* [How to complete this task]:
Keep only those lines of the records that include the string "below".

┌─ Provided records

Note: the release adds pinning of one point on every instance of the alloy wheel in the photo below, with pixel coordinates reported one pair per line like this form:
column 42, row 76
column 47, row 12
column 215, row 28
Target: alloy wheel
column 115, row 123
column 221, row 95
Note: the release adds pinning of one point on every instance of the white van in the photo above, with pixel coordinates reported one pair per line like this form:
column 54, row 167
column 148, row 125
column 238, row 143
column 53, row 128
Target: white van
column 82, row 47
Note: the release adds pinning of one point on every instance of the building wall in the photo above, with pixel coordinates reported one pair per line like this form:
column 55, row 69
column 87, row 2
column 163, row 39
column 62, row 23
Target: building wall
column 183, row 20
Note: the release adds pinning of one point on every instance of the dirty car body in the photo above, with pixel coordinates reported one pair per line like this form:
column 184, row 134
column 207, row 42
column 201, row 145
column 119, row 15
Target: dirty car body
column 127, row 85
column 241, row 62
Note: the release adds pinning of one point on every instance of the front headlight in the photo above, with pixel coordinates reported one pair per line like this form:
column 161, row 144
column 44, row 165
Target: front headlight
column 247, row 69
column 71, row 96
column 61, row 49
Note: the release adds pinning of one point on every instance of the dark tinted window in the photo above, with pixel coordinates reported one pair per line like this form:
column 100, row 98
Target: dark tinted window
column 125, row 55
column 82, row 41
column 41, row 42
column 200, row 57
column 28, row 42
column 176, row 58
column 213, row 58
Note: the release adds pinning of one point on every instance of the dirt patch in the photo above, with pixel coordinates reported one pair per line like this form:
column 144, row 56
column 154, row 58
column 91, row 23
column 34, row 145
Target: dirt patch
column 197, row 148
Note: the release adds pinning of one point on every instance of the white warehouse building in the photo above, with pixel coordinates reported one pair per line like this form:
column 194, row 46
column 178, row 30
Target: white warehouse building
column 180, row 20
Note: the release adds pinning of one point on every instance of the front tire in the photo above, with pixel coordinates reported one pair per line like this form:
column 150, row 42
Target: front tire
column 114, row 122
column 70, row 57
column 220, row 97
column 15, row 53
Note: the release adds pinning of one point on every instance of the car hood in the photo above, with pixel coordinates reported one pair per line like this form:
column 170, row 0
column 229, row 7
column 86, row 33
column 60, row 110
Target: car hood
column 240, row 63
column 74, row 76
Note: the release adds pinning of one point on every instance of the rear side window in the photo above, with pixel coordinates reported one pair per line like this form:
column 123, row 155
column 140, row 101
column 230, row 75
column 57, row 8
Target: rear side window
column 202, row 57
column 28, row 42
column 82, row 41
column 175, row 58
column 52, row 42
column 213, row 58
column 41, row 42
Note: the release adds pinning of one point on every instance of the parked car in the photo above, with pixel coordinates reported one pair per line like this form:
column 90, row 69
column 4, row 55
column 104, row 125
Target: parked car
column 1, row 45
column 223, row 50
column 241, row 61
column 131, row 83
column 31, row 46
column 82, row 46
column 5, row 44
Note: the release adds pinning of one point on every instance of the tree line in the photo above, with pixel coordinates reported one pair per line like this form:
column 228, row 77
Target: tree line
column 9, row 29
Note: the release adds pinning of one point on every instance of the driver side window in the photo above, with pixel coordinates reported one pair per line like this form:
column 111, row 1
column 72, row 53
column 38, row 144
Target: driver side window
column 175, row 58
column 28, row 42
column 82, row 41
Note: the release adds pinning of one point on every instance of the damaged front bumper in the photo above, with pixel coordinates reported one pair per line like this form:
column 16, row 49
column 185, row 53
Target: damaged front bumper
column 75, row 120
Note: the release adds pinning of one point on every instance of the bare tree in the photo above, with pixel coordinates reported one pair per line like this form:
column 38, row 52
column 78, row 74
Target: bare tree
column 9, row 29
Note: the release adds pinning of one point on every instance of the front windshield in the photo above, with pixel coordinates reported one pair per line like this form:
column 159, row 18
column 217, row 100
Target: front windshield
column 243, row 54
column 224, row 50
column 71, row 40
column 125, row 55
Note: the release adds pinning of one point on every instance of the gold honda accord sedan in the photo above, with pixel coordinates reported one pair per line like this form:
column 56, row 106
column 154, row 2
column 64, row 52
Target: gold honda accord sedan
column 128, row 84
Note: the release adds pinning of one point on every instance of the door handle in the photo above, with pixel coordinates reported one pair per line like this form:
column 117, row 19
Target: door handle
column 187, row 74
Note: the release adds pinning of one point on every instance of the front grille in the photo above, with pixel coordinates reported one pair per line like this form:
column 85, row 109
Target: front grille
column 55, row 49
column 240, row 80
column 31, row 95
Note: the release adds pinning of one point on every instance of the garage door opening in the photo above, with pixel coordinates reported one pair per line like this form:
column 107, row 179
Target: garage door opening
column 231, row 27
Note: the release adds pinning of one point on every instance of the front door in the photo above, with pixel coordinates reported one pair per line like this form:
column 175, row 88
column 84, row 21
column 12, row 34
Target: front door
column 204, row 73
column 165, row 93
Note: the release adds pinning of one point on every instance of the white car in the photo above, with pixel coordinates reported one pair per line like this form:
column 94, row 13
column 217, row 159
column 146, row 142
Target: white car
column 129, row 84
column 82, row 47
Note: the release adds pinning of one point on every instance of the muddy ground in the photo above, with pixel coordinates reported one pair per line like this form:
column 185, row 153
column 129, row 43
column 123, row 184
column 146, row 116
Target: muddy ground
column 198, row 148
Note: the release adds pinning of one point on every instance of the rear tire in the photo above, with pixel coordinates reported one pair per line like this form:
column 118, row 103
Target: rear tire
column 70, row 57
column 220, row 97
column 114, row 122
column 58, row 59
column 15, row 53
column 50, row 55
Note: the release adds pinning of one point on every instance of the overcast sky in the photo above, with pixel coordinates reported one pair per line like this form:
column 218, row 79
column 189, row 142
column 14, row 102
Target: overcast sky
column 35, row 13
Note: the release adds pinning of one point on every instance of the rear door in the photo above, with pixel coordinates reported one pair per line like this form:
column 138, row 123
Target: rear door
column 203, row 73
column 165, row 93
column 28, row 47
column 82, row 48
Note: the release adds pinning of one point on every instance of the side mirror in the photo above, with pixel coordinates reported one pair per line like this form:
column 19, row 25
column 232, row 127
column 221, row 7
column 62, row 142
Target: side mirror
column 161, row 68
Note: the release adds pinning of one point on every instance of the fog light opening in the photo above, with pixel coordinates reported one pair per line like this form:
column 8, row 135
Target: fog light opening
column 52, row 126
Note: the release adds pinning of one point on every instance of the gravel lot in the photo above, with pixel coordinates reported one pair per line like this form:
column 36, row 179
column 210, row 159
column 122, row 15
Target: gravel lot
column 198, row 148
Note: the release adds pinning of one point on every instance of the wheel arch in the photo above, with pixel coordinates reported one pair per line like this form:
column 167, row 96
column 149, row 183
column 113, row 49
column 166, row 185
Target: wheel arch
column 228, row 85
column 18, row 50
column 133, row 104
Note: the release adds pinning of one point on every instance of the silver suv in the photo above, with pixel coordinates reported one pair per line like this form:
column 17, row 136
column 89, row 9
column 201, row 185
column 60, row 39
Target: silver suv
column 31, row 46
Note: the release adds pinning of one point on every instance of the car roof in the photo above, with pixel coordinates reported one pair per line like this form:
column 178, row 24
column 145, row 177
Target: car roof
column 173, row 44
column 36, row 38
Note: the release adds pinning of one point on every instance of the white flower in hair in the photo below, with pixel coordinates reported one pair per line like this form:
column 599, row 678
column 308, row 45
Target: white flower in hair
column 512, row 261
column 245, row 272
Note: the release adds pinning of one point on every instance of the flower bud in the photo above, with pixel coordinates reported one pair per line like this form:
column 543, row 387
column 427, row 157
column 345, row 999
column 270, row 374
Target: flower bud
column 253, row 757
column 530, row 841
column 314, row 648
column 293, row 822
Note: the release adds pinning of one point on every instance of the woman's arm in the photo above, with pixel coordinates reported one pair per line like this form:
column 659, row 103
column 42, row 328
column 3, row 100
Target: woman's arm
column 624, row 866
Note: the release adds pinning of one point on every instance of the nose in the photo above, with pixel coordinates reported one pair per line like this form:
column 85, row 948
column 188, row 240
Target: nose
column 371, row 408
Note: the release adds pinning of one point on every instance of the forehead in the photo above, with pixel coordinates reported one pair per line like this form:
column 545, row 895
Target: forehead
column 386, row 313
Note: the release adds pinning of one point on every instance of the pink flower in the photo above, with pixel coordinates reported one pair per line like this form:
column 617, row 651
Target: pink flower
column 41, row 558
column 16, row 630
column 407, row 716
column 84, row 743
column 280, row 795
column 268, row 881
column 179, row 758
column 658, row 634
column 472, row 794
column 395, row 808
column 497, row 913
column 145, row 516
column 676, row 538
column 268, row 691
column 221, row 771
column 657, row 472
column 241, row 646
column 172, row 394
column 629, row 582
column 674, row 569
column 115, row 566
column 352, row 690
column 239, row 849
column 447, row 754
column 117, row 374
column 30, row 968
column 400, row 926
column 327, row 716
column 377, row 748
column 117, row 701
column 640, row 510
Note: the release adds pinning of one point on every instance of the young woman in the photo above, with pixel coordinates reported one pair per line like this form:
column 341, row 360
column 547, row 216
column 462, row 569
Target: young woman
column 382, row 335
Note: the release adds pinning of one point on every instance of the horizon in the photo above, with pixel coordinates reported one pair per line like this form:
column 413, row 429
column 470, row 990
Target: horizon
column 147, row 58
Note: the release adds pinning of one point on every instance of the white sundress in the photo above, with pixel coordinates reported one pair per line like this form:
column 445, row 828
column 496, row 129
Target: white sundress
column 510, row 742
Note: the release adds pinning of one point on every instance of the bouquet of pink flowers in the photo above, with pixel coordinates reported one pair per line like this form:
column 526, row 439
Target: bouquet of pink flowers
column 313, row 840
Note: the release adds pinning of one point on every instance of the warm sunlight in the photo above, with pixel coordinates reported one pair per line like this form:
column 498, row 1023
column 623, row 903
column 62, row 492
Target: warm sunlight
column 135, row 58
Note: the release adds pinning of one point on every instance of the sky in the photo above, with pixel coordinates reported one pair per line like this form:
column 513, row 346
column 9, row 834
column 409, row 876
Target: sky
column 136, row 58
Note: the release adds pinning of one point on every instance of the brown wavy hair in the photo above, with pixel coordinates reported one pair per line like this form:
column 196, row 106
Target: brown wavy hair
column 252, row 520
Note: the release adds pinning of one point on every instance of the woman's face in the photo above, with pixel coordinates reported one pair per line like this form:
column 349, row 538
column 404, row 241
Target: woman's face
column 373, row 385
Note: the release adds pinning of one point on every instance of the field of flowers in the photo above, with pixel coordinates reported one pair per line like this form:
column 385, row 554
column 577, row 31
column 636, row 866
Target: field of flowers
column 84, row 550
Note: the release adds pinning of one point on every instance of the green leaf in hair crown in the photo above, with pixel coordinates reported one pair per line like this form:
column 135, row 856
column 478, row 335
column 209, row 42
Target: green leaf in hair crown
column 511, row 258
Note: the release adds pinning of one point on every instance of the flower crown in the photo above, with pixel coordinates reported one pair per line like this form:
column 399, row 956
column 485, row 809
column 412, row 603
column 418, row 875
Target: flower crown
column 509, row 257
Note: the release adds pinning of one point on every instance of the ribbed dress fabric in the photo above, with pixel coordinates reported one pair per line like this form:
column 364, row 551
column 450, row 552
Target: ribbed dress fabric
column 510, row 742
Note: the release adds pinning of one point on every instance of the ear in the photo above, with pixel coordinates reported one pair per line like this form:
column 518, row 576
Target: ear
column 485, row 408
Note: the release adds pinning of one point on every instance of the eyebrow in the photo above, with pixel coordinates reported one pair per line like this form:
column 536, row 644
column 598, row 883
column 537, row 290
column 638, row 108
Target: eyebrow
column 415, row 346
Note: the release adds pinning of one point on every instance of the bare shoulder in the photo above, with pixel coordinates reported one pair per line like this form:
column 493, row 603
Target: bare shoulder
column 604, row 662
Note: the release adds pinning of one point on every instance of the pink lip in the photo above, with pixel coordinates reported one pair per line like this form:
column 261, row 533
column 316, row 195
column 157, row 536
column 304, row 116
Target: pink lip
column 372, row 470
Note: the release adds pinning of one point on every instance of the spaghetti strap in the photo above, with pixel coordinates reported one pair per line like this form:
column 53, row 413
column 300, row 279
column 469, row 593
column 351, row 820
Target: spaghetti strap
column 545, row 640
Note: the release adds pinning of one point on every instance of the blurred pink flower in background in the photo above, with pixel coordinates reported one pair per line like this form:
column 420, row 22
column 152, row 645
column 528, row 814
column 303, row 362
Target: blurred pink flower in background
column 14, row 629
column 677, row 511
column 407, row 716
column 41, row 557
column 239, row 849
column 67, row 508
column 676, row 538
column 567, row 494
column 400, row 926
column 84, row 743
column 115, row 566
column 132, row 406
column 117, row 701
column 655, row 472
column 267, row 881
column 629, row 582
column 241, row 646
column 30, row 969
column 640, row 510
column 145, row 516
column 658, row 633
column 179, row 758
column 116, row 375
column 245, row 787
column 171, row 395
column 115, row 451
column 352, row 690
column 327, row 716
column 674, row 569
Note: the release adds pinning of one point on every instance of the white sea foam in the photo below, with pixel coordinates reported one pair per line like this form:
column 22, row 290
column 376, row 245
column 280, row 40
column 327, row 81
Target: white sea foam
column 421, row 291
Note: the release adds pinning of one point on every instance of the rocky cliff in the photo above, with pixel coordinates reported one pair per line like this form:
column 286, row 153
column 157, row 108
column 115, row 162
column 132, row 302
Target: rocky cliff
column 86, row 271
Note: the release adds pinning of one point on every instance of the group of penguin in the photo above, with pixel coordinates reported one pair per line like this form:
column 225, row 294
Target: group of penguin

└─

* [Response to this exercise]:
Note: the release adds pinning of one point on every instance of the alloy wheel in the photo below, with pixel coordinates reported one pair per line like this form:
Note: the release adds pinning of one point on every instance of the white flower in hair in the photo below, with pixel coordinates reported one pair per line like this form:
Note: the release adds pinning of one point on every instance of the white sea foam in the photo below, with pixel coordinates reported one pair per line like this form:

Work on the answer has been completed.